— BEGIN RECORD LIST —

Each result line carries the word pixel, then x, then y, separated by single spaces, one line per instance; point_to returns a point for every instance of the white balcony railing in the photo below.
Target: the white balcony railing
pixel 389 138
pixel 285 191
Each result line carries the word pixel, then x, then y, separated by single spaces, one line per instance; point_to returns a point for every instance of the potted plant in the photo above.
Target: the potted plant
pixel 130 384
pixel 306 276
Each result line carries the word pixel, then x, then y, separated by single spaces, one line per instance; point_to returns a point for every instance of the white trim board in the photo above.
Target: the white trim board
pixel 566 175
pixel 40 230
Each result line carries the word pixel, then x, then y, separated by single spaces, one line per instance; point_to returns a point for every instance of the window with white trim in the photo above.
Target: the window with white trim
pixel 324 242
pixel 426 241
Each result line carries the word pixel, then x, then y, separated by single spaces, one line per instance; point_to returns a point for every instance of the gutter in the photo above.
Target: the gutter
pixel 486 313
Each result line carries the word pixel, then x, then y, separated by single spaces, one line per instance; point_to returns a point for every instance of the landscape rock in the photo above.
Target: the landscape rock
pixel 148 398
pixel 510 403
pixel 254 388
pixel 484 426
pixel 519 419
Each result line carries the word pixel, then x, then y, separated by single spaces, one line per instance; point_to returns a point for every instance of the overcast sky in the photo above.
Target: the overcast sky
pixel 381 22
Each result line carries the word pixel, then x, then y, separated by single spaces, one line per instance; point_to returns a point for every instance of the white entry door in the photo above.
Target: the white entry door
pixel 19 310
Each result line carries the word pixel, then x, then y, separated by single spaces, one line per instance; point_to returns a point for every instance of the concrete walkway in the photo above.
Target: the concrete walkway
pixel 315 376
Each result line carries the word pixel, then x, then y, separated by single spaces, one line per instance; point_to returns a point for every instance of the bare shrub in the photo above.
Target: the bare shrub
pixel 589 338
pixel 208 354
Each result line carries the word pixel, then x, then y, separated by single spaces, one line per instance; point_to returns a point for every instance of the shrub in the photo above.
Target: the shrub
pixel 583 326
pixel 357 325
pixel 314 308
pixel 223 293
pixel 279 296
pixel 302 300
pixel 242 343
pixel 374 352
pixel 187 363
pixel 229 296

— END RECORD LIST —

SET EXERCISE | Copy out all of the entries above, line for line, without changing a single character.

ANSWER TO THIS TASK |
Each result line carries the word pixel, then x, then y, separated by single spaces, one line per instance; point_to returns a point for every instance of the white balcony railing in the photo below.
Target: the white balcony railing
pixel 389 138
pixel 285 191
Each result line carries the word pixel, then x, then y, separated by single spaces, one line per instance; point_to returns a point for every instance of the potted plant in the photo above.
Target: the potted plant
pixel 130 384
pixel 306 276
Each result line carries the word pixel, then x, then y, separated by single spaces, one line per instance; point_to returns a point for every instance of the white trim board in the photo above.
Target: the white trim board
pixel 566 175
pixel 40 230
Each result line carries the word pixel, then x, then y, separated by single spaces, one line per instance; point_to returns a point for every instance of the window with white trim in the photo above.
Target: the window with white trim
pixel 324 242
pixel 426 241
Each result line carries the word pixel, then x, then y, separated by single spaces, one line per instance; point_to returns a point for every instance of the gutter in the photo above.
Target: the gutter
pixel 486 313
Each result line carries the word pixel, then x, then y, separated by single spaces, one line per instance; point_to returns a point for every instance of the landscape rock in the photo above.
Target: the landscape rock
pixel 148 398
pixel 510 403
pixel 254 388
pixel 484 426
pixel 519 419
Each result line carries the word pixel, then x, then y, separated by single spaces, one line per instance; point_to returns a point for every instance of the overcast sky in the photo above.
Target: the overcast sky
pixel 381 22
Each result line carries the word pixel, then x, then y, separated by single spaces, one line per instance; point_to returns a point for every instance of the white entry door in the photo above.
Target: the white entry door
pixel 19 310
Each result line carries the word pixel, then x, then y, separated by single spaces, one line per instance; point_to returns a point for every instance of the concrete walkway in the photo above.
Target: the concrete walkway
pixel 315 376
Each result line carries the word pixel, then x, then y, separated by single spaces, one line per instance; point_to returns a point for every instance of the bare shrub in the photo above.
Target: the bare shrub
pixel 589 338
pixel 208 354
Each result line carries the word pixel, then x, then y, separated by single spaces, one line per instance; point_to returns a point for every instance of the shrub in the photo above.
Target: the shrub
pixel 583 326
pixel 357 325
pixel 314 308
pixel 223 293
pixel 279 296
pixel 302 300
pixel 242 343
pixel 374 352
pixel 187 363
pixel 229 296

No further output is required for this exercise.